§ **SET PROBLEM**
Without the pictures, reproduce the records that follow exactly.

§ **GIVEN RECORDS**
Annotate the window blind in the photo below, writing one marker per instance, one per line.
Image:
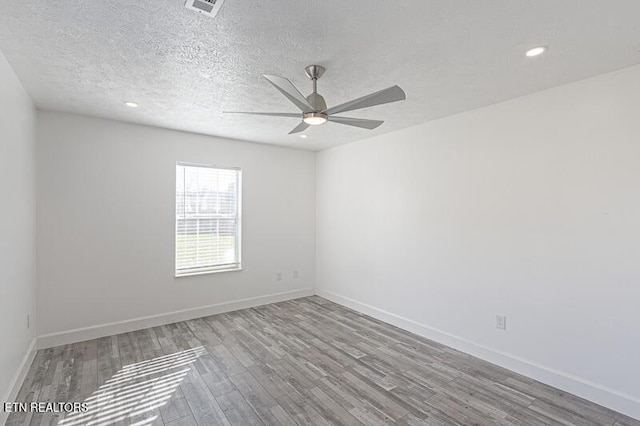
(207, 219)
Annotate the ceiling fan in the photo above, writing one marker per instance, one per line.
(314, 108)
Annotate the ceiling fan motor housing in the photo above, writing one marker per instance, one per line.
(317, 102)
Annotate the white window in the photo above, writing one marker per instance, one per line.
(207, 219)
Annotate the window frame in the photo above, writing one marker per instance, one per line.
(238, 242)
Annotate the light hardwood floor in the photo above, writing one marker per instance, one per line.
(306, 361)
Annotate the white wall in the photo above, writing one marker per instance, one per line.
(529, 208)
(106, 223)
(17, 228)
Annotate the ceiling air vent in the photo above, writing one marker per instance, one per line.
(206, 7)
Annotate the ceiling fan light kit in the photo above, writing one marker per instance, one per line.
(314, 111)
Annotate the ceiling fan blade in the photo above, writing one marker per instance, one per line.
(289, 90)
(385, 96)
(272, 114)
(357, 122)
(299, 128)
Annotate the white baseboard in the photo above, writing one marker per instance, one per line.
(18, 378)
(602, 395)
(97, 331)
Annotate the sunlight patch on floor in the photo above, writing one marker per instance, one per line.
(136, 389)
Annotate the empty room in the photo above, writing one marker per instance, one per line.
(229, 212)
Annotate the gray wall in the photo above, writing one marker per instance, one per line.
(17, 226)
(528, 209)
(106, 221)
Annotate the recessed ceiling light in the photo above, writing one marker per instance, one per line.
(536, 51)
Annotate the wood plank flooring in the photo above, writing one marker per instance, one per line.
(306, 361)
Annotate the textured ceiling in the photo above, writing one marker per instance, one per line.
(184, 69)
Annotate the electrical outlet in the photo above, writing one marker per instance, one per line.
(501, 322)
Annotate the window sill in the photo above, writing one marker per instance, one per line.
(191, 274)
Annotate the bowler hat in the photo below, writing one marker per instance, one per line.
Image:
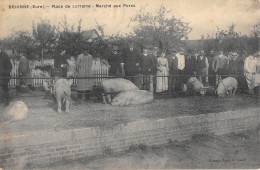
(234, 54)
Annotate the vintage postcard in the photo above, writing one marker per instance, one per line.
(129, 84)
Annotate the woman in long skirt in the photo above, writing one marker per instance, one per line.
(162, 70)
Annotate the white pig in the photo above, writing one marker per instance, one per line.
(229, 84)
(115, 85)
(15, 111)
(62, 92)
(126, 98)
(195, 85)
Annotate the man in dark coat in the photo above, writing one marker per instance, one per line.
(147, 65)
(201, 68)
(61, 64)
(132, 61)
(5, 70)
(115, 61)
(173, 70)
(189, 65)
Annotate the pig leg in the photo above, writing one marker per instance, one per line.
(234, 91)
(104, 98)
(59, 105)
(67, 106)
(109, 98)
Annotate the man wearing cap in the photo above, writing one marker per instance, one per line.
(155, 62)
(115, 61)
(147, 65)
(181, 66)
(173, 70)
(201, 67)
(84, 68)
(5, 70)
(24, 71)
(234, 65)
(132, 60)
(220, 66)
(190, 62)
(61, 64)
(212, 78)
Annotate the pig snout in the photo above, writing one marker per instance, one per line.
(15, 111)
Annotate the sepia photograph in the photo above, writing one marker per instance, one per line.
(129, 84)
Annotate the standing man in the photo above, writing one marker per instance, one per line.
(84, 68)
(132, 62)
(24, 71)
(173, 70)
(190, 62)
(61, 64)
(147, 65)
(115, 61)
(212, 78)
(234, 66)
(5, 70)
(220, 66)
(181, 66)
(154, 70)
(202, 66)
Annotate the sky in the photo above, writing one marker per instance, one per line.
(203, 15)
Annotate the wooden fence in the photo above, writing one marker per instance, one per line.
(100, 71)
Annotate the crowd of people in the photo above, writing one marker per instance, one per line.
(171, 69)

§ **THE RESPONSE**
Annotate the window blind in the photo below, writing one marker per instance, one per line.
Image:
(207, 219)
Annotate the ceiling fan in the photo above, writing one marker per instance, one per line.
(314, 108)
Annotate the ceiling fan motor housing in the photo above, writing one marker per instance, one per line.
(317, 102)
Annotate the white window in the photo above, writing one marker per instance, one per line.
(207, 219)
Annotate the window frame in the photo above, writing one marker per instance, one per line.
(238, 242)
Annotate the light hardwood floor in the photo above, writing one marker per instance, one per line.
(306, 361)
Annotate the white wall in the photo above, writing one marker per instance, one per line.
(529, 208)
(106, 223)
(17, 228)
Annotate the ceiling air vent in the photo above, writing one marker per instance, one per line.
(206, 7)
Annotate the ceiling fan light kit in the photo above, writing one marker per instance, one per line.
(314, 111)
Annotate the ceiling fan blade in the photo above, writing one marker per instance, one per line.
(289, 90)
(385, 96)
(272, 114)
(357, 122)
(299, 128)
Annotate the white baseboard in the photo above, writing one marker per instance, one per line.
(18, 378)
(602, 395)
(97, 331)
Annotate the sunlight patch on floor in the photo above, writing one marker per instance, one per line.
(136, 389)
Annotate the empty room in the photo above, writing one marker per instance, one per line.
(229, 212)
Annotate the gray wall in the photo above, writing one marker per instance, one per line.
(17, 226)
(528, 209)
(106, 221)
Annotate the recessed ceiling light in the photo above, writing one marker per instance, one per line.
(536, 51)
Annotate the wood plank flooring in the photo above, writing one marker per instance, one per line.
(306, 361)
Annotate the textured ceiling in the photo above, writing one marker per instance, one per line.
(184, 69)
Annotate the electrical outlet in the photo above, writing one marker per instance, one per line.
(501, 322)
Annotate the window sill in the photo above, writing one marker per instance, one per line.
(191, 274)
Annotate the bowler hat in the photo below, writing one marker per instance, one per line.
Image:
(234, 54)
Annotate the vintage postcard in the photo above, writing one marker per instance, one per line.
(129, 84)
Annotate the woman in long skirt in the photo above, writing one marker per instance, one per line.
(162, 70)
Annotate the white pig in the photo above, writing one marker per instance, one per line.
(229, 84)
(115, 85)
(15, 111)
(62, 92)
(126, 98)
(195, 85)
Annotate the man in dark coat in the photo above, writing one marker per instance, one per line.
(147, 65)
(201, 68)
(61, 64)
(132, 61)
(5, 70)
(115, 61)
(173, 70)
(189, 65)
Annotate the pig leg in the photo above, writing one marker per instance, one per line.
(234, 91)
(104, 98)
(59, 105)
(67, 106)
(109, 98)
Annotate the man wearing cap in the photo above, writing one marker per instance, one per line.
(155, 62)
(115, 61)
(147, 65)
(181, 66)
(173, 70)
(201, 67)
(84, 68)
(5, 70)
(24, 71)
(234, 65)
(132, 60)
(220, 66)
(190, 62)
(61, 64)
(212, 78)
Annotate the pig snout in the photo above, writing one marker per instance, one per line.
(15, 111)
Annotate the sepia photograph in the photo above, writing one marker per instance, one per line.
(129, 84)
Annotate the standing man in the photo above, writing one marker per instance, one per line.
(84, 68)
(132, 62)
(24, 71)
(173, 70)
(190, 62)
(61, 64)
(147, 65)
(115, 61)
(212, 78)
(234, 66)
(5, 70)
(220, 66)
(181, 66)
(154, 70)
(202, 66)
Annotate the sky in the photo above, writing one marker per instance, one per line.
(203, 15)
Annotate the wooden fence in the photo above, writing one marker per instance, one per line.
(100, 71)
Annotate the crowd of people in the photo above, writing one marker per instance, one per line.
(171, 69)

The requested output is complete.